Tâche donnée 1:
Repérez chaque ligne du jeu de données qui contient la chaîne « face », en tenant compte de la casse, puis recopiez-la.

Extrait de page:
○ ○ ○ ○
Et la mort a fait taire cette voix pure !… Latil est parti sans laisser une œuvre. Ses splendides promesses nous font mesurer la perte qu’ont subies les lettres catholiques, auxquelles il eût fait grand honneur.

Et tout autant, nous plaignons les œuvres religieuses et sociales d’avoir perdu cet apôtre dont la foi et le zèle eussent tant fait pour le relèvement de la France.

Mais ne comptez-vous pour rien la douceur qui rayonne de sa pureté, la force qui émane de ses magnifiques certitudes, l’action incontestable de son souvenir ?

D’ailleurs, que savons-nous ? il y a des morts plus utiles que les plus riches vies. Et le sang, répand par les Saints, acquiert, par la vertu du sang du Christ, une valeur de rachat et une puissance d’intercession incomparables. Plus qu’il ne l’eût fait par son talent, Léo Latil collabore au renouveau chrétien par son sacrifice. Qui sait si les éclatantes conversions de ces dernières années n’ont pas été déterminées par une goutte de sang d’un obscur immolé ? Qui sait si le renoncement généreux d’un Latil ou d’un Lafon aux lauriers terrestres n’a pas obtenu pour Francis Jammes l’inspiration de ses « Géorgiques chrétiennes », et si le « Chemin de Croix » de Paul Claudel n’est pas le fruit d’un humble fiat de ces victimes résignées ? Pour moi, je me plais à le penser. Car il y a la réversibilité des mérites et la communion de Saints.
○ ○ ○ ○
Tâche donnée 2:
Reproduisez à l'identique le passage de l'extrait de page ci-dessus qui va de « Et la mort a » jusqu'à « fait grand honneur. » inclus.

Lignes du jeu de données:
○ ○ ○ ○
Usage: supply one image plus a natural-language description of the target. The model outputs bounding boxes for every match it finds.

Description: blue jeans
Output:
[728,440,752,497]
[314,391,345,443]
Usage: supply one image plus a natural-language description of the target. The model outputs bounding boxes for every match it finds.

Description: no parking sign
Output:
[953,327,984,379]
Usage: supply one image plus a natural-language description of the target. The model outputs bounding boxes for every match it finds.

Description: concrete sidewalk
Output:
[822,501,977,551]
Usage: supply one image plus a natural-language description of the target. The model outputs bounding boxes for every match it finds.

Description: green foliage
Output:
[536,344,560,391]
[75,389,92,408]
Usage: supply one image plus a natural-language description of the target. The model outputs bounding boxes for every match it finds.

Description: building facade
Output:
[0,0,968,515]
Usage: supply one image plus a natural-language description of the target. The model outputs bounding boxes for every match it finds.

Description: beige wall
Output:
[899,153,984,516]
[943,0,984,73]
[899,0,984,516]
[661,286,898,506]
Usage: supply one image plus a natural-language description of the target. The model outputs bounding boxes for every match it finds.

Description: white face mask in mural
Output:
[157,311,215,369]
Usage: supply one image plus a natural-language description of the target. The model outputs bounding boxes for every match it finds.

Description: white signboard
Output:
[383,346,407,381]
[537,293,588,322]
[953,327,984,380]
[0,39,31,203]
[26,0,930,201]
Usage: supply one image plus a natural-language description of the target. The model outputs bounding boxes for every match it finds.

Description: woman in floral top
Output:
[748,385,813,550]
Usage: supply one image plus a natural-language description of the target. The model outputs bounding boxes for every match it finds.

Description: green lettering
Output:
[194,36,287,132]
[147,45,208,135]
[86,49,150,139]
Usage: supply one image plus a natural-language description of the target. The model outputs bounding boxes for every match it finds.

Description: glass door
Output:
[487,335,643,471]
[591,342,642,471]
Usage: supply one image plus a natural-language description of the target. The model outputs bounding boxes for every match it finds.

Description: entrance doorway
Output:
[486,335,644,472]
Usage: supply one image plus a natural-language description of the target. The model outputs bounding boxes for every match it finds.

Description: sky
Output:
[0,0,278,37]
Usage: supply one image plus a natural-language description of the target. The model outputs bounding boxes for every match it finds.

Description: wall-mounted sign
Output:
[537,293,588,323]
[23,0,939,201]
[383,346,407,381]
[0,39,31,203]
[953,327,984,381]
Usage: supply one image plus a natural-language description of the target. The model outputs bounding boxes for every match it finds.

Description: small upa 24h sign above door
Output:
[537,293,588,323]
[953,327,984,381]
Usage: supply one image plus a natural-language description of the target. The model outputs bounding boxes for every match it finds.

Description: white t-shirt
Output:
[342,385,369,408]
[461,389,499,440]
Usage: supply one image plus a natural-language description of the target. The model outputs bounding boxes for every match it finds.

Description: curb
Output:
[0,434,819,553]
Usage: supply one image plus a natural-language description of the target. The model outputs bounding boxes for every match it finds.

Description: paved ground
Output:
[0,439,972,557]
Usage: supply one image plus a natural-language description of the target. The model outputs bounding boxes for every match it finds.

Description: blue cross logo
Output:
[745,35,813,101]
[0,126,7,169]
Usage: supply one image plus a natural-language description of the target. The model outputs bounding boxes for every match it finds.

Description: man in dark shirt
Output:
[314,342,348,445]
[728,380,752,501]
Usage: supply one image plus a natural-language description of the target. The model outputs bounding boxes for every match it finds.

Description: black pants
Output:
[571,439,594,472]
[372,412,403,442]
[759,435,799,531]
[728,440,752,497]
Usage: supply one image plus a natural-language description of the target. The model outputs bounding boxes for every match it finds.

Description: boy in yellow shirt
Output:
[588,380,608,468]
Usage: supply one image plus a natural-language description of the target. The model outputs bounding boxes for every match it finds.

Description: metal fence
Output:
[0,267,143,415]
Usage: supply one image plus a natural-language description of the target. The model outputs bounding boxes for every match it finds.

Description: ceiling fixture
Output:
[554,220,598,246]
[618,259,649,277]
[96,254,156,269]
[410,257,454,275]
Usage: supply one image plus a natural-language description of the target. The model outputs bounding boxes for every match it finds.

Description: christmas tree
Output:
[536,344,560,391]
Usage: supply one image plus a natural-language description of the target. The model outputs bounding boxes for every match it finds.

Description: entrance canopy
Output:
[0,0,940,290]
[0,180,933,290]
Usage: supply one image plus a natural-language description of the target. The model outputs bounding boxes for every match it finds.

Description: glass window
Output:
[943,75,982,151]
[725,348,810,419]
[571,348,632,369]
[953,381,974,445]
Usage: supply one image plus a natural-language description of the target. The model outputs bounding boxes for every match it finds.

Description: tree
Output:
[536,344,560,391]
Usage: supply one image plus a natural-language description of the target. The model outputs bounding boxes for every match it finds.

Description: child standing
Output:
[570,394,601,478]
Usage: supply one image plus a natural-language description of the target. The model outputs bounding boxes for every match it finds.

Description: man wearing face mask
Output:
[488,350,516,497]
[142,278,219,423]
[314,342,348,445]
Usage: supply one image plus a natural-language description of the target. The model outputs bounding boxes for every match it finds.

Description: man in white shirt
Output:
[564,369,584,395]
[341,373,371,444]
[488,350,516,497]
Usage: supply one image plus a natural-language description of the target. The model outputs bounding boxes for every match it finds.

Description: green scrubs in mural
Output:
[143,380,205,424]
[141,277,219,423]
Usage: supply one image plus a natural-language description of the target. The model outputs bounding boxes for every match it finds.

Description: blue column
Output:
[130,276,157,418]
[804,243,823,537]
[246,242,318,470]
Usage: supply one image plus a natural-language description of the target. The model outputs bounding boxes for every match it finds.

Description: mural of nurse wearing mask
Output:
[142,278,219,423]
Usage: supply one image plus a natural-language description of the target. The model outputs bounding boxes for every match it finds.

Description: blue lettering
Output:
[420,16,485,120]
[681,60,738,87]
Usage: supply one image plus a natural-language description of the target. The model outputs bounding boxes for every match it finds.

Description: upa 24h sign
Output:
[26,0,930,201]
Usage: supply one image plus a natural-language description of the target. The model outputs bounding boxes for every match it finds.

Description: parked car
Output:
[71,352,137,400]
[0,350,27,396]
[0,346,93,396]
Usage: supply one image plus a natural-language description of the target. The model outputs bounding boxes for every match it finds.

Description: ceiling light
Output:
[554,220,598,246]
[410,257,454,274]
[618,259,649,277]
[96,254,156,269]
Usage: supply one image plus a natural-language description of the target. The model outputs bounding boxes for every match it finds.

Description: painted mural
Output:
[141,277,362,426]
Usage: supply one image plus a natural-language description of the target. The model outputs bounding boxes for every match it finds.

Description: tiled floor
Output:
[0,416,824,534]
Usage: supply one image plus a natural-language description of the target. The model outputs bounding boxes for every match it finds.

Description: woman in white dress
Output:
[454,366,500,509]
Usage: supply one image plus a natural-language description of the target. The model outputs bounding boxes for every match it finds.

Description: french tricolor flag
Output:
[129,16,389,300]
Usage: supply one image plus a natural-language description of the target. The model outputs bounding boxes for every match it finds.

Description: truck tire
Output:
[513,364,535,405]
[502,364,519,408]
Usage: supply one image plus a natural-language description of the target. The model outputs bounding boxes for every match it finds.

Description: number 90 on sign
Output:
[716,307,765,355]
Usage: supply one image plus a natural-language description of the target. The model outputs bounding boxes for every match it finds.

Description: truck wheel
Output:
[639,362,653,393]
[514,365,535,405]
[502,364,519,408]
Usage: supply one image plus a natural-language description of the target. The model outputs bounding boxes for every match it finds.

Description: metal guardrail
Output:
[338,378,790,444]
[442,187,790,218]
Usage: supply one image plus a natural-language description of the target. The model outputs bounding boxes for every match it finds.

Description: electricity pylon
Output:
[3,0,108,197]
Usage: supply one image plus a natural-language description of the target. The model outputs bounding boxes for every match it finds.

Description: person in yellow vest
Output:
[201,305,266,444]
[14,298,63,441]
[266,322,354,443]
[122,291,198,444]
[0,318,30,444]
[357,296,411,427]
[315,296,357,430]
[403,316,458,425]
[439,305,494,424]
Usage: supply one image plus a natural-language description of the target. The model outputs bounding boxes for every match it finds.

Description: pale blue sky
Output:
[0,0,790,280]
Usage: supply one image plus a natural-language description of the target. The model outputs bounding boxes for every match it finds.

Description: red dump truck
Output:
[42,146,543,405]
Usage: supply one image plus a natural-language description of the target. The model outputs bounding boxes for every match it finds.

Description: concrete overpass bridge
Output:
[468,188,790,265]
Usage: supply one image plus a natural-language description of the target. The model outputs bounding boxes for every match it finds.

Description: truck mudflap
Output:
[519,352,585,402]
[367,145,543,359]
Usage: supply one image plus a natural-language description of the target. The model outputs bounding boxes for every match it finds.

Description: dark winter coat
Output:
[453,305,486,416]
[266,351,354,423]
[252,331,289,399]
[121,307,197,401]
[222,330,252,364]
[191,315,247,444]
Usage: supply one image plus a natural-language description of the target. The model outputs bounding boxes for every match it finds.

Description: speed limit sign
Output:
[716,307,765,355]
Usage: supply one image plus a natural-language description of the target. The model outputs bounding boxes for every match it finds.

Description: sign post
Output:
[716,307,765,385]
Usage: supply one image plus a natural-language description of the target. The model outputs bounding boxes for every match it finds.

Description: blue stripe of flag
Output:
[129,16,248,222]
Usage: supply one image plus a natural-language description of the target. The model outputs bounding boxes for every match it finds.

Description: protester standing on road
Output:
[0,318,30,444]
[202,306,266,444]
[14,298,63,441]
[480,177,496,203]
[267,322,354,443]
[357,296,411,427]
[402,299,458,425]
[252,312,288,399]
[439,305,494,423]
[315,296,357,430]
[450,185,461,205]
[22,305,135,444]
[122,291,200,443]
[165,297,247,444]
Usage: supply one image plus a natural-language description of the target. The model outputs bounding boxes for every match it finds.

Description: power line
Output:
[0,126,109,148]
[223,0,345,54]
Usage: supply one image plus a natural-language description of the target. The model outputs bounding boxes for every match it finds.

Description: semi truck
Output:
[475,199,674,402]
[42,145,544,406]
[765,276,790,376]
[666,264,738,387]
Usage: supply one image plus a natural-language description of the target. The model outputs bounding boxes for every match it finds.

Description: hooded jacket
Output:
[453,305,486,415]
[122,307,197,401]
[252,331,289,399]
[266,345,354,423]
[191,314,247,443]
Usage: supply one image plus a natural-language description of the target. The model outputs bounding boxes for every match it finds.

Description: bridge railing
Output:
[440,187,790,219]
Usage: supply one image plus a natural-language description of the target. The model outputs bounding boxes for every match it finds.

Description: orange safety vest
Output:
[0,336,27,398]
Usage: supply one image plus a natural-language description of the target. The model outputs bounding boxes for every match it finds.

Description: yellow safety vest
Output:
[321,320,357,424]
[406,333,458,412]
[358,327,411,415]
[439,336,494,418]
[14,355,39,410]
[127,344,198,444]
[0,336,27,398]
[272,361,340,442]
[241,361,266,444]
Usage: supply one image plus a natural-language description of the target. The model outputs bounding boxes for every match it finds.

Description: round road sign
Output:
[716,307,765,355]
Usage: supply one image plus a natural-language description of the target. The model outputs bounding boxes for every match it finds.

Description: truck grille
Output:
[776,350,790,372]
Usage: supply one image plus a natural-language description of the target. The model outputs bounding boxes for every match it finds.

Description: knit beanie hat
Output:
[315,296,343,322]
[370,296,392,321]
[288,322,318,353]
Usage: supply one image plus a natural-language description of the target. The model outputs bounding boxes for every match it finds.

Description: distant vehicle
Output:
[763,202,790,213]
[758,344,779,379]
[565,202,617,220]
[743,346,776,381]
○ ○ ○ ○
Résultat final 1:
Description: white face mask in mural
Description: man wearing face mask

Résultat final 2:
Et la mort a fait taire cette voix pure !… Latil est parti sans laisser une œuvre. Ses splendides promesses nous font mesurer la perte qu’ont subies les lettres catholiques, auxquelles il eût fait grand honneur.